» **TASK DESCRIPTION**
How many lines in the items below contain the string "grassy"? Reply with the number only.
— Begin SOURCE RECORDS —
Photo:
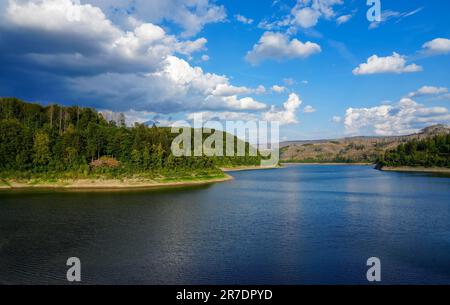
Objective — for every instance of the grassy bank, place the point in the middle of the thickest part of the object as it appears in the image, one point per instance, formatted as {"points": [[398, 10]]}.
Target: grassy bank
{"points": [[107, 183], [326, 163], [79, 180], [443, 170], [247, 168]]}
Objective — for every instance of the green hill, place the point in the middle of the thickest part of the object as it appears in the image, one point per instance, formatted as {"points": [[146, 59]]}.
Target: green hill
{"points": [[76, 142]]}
— End SOURCE RECORDS —
— Begin SOURCE RECORDS —
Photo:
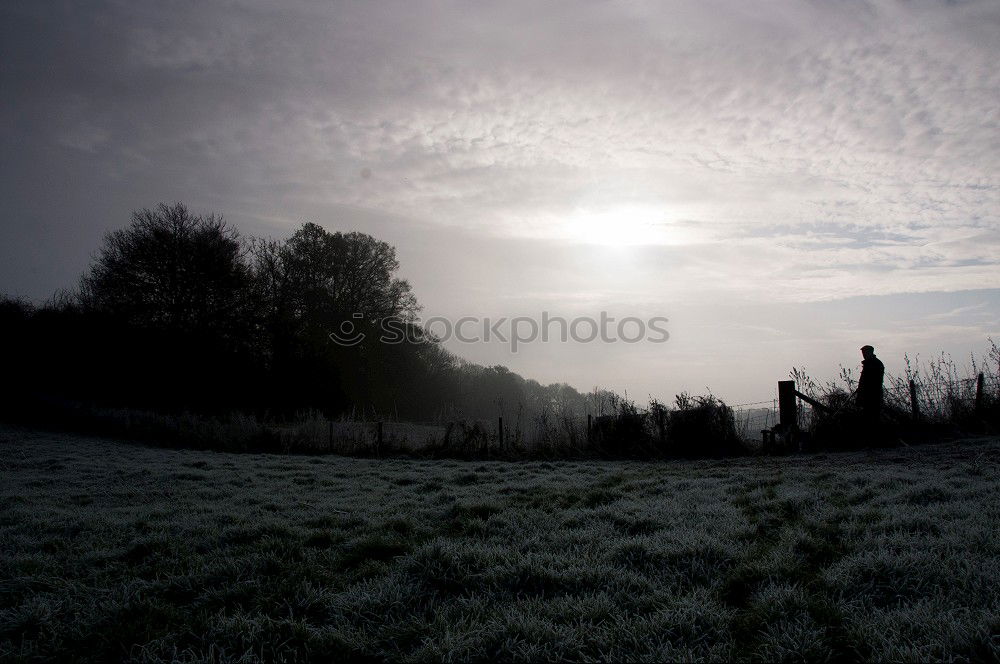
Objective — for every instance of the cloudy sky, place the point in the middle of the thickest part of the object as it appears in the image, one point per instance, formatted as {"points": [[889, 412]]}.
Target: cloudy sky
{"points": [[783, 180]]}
— End SOURCE RECORDS —
— Begin SOURCE RECORDS —
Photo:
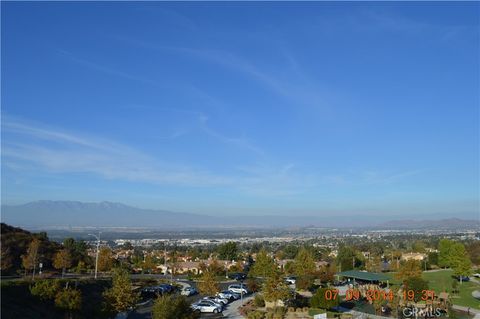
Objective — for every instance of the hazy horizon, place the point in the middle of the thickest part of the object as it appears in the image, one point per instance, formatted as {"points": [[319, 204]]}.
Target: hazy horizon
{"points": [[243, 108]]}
— End SOURCE RECORDS —
» **ANSWER TO THIS EXERCISE**
2